▶ [Texto del documento]:
>>>>>

¡El infierno está aquí! El otro no me asusta.
Marceline Desbordes-Valmore
Penthouse en el infierno.[1] Cabeza de caballo sanguinolenta. Cerebros podridos. Gato adhesivo sobre el asfalto. Entrar aquí es convertirse en el autor mientras dure el viaje: ¿peyote o ayahuasca? Elige. ¿Salir o no salir? En sus poemas se descubre la certeza de una cata: la poesía es experiencia. ¿Rimbaud o Kerouac? Ambos, probablemente, desde el envite o –quizás– desde el acto mismo de metaforizar(se) en lo circunstancial; y no solo eso, sino establecer esas circunstancias antes del acto mismo de escribir(se): el deslumbramiento del sujeto parado en medio de las vías férreas, conociendo que llegó ahí a voluntad, pero con un ingrediente imprevisto: una bestia de acero acercándose con estrépito: la esperanza insólita.
El sujeto conduce siempre a este tipo de situaciones. La mente en vilo. El cuerpo siempre a término. El riesgo es la belleza. La posibilidad del no dolor, porque el dolor es demasiado real, demasiado inevitable: “Diamanda insiste en lanzarse al río infestado de rocas./ Ha estado demasiado tiempo sobre el puente como para/ descubrir que cruzarlo/ es tan irrelevante como permanecer.”

<<<<<

▶ [Registros]:
>>>>>

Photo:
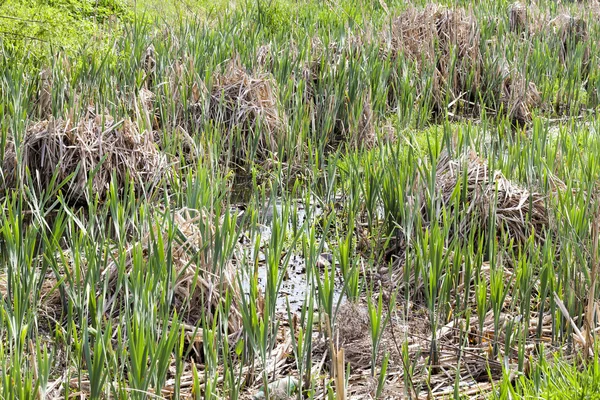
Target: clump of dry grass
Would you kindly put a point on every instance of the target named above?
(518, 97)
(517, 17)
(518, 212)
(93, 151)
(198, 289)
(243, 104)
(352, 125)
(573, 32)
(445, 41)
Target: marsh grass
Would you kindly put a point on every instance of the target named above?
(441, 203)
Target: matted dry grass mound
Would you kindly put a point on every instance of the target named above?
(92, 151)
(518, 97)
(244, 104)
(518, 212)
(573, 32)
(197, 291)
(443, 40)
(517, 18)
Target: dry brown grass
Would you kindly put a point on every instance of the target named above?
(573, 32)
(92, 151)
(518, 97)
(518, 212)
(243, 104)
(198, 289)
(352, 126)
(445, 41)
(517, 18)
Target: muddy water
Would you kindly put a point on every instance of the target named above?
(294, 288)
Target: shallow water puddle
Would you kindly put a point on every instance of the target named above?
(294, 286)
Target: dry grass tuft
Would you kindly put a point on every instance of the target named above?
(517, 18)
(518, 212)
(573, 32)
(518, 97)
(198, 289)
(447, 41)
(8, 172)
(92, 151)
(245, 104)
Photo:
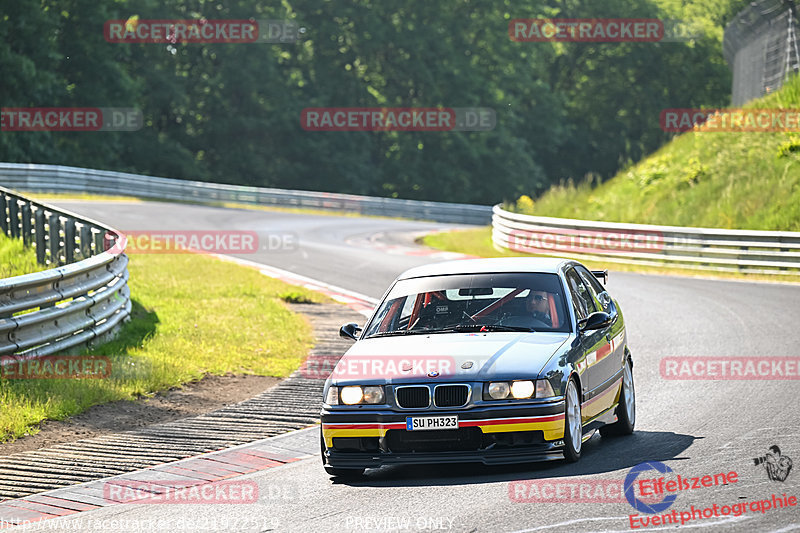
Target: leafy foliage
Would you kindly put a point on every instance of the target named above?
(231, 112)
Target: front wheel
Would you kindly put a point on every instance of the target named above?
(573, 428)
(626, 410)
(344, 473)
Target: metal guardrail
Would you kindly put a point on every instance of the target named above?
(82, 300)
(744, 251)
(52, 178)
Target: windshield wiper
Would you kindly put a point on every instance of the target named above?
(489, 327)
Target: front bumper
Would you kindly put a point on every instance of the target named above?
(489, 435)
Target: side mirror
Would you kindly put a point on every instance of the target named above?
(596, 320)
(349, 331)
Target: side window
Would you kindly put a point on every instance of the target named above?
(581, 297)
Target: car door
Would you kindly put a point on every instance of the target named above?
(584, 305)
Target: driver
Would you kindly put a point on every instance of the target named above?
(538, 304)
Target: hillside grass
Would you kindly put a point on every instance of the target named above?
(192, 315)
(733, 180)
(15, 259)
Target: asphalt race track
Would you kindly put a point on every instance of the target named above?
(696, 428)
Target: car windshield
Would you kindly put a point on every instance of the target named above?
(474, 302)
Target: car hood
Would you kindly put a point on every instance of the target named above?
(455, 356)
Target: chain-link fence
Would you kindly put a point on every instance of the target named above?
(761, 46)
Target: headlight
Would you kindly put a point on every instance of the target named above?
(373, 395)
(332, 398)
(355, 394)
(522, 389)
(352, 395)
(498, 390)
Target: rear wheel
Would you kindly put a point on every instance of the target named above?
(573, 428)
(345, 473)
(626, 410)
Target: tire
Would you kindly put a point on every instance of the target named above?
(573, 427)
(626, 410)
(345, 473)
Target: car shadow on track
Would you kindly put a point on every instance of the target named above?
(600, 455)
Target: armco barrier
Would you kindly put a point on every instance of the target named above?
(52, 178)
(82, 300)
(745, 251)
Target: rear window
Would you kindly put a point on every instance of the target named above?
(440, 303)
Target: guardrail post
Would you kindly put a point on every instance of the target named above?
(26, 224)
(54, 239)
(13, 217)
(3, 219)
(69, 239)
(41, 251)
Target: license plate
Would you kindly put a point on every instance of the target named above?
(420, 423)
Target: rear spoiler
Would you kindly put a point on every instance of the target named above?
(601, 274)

<<<<<

▶ [Conjunto de tareas]:
a – Transcribe del texto del documento el fragmento entre "Marceline Desbordes-Valmore" y "la esperanza insólita.", ambos incluidos.
b – Enumera todas las preguntas entre signos de interrogación que aparecen en el texto del documento.

▶ [Resultados en orden]:
a –
Marceline Desbordes-Valmore
Penthouse en el infierno.[1] Cabeza de caballo sanguinolenta. Cerebros podridos. Gato adhesivo sobre el asfalto. Entrar aquí es convertirse en el autor mientras dure el viaje: ¿peyote o ayahuasca? Elige. ¿Salir o no salir? En sus poemas se descubre la certeza de una cata: la poesía es experiencia. ¿Rimbaud o Kerouac? Ambos, probablemente, desde el envite o –quizás– desde el acto mismo de metaforizar(se) en lo circunstancial; y no solo eso, sino establecer esas circunstancias antes del acto mismo de escribir(se): el deslumbramiento del sujeto parado en medio de las vías férreas, conociendo que llegó ahí a voluntad, pero con un ingrediente imprevisto: una bestia de acero acercándose con estrépito: la esperanza insólita.

b –
¿peyote o ayahuasca?
¿Salir o no salir?
¿Rimbaud o Kerouac?